### Data supplied

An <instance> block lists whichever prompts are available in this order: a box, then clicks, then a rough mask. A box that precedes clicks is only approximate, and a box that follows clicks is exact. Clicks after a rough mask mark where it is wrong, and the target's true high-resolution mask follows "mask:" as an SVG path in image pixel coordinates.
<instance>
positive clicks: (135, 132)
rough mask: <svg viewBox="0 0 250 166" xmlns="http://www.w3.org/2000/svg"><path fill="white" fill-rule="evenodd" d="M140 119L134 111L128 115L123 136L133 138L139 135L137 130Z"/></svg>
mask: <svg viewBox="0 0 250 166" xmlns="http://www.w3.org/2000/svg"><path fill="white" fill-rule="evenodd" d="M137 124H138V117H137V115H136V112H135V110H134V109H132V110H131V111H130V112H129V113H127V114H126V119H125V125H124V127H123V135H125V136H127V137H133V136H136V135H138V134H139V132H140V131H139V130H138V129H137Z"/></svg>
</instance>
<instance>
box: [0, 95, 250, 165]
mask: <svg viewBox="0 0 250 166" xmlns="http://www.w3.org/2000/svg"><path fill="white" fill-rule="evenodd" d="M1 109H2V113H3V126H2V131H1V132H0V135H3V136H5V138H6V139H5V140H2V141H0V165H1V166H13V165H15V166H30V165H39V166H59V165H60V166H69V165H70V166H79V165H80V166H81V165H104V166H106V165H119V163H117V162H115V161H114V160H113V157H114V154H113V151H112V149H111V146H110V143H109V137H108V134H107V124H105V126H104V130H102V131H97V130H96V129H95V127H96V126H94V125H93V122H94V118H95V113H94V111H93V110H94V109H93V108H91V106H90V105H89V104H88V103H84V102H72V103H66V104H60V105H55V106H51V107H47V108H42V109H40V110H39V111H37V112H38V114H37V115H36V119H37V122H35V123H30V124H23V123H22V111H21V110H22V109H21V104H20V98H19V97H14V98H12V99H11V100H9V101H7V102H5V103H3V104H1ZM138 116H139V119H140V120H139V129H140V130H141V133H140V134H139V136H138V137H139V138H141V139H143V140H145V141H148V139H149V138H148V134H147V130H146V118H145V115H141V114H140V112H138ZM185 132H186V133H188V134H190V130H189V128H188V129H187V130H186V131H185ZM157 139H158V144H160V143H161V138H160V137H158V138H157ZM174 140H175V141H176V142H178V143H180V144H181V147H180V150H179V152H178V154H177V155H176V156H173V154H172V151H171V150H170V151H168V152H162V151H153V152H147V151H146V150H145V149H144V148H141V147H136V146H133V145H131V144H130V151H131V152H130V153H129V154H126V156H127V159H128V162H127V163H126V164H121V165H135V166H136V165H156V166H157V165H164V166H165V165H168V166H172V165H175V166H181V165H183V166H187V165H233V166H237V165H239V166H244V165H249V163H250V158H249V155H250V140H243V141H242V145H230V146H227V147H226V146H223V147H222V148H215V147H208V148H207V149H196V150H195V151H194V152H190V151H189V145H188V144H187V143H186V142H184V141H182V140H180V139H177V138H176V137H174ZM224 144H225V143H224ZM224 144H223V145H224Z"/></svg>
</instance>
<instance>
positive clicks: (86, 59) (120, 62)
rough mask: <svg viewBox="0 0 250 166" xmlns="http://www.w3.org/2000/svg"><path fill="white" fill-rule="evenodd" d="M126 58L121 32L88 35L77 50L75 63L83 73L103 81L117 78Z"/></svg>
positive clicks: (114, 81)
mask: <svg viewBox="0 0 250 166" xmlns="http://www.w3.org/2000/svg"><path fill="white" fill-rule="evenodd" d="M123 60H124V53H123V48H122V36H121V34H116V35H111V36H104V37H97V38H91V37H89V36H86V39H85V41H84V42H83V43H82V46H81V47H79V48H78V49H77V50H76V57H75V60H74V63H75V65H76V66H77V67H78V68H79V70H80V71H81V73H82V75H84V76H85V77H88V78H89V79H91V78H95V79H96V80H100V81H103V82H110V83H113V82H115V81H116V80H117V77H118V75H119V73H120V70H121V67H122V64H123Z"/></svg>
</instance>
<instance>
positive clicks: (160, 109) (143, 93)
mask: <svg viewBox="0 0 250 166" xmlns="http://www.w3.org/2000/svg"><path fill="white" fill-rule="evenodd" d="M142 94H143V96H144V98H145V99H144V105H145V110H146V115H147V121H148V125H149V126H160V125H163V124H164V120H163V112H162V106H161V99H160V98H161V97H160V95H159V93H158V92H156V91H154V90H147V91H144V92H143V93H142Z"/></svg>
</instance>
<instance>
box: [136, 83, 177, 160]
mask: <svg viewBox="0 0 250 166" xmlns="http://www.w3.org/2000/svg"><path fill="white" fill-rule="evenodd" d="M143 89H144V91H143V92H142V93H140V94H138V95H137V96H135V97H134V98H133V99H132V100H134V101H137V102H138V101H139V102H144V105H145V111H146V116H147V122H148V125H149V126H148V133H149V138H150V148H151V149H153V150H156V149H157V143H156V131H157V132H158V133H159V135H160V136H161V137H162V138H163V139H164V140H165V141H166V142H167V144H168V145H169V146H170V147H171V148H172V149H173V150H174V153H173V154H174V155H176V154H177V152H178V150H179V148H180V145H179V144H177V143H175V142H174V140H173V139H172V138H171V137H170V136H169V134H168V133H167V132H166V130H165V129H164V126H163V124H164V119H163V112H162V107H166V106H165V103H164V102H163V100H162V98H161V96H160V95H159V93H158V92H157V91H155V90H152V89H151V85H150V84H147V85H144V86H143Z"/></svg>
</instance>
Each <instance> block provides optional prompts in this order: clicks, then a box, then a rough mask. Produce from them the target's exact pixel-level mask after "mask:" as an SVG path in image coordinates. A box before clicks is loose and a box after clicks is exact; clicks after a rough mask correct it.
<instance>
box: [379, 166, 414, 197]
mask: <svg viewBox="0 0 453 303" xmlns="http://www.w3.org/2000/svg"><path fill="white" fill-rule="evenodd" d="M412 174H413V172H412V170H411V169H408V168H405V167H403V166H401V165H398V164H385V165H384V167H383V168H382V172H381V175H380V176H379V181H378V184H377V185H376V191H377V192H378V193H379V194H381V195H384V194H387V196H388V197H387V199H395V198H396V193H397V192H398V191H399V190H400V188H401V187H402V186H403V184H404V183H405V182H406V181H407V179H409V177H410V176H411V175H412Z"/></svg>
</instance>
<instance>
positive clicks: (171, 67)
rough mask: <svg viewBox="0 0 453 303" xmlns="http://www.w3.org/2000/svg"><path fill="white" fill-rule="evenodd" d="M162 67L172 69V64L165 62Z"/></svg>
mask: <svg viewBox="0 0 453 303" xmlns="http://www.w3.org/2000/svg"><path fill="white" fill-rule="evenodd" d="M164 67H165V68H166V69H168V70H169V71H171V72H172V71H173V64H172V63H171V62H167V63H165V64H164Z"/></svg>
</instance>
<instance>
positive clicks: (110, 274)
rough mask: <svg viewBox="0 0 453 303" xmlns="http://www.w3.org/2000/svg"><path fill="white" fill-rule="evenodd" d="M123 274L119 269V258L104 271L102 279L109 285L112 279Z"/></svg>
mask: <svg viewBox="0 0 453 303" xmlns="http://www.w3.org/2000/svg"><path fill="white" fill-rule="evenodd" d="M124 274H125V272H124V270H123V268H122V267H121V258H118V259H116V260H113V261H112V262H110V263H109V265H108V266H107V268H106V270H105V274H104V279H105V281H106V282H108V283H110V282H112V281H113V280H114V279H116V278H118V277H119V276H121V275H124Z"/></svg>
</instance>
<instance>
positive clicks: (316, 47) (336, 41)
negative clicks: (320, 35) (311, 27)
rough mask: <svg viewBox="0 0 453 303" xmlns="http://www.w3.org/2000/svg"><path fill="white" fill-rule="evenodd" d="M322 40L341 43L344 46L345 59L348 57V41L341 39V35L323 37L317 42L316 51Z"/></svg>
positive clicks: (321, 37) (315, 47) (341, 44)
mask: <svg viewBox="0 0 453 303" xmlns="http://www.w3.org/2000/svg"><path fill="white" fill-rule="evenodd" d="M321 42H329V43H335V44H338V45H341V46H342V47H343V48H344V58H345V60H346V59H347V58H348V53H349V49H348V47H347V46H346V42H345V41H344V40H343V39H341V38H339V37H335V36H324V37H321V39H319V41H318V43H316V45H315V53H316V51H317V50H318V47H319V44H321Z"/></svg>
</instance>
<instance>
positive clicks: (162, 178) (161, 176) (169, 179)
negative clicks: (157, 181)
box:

######

Each line in the entries above that includes the string "this" should be extracted.

* Result below
An <instance> block lists whichever prompts are available in this order: a box, then clicks, then a rough mask. A box that precedes clicks is only approximate, and a box that follows clicks is exact. Clicks after a rough mask mark where it is wrong, and the target's true high-resolution mask follows "mask:" as an SVG path in image pixel coordinates.
Each <instance> block provides optional prompts in this order: clicks, then a box, then a rough mask. Produce from them the target's exact pixel-level mask after "mask:" as an SVG path in image coordinates. A box before clicks is loose and a box after clicks is exact; clicks after a rough mask correct it.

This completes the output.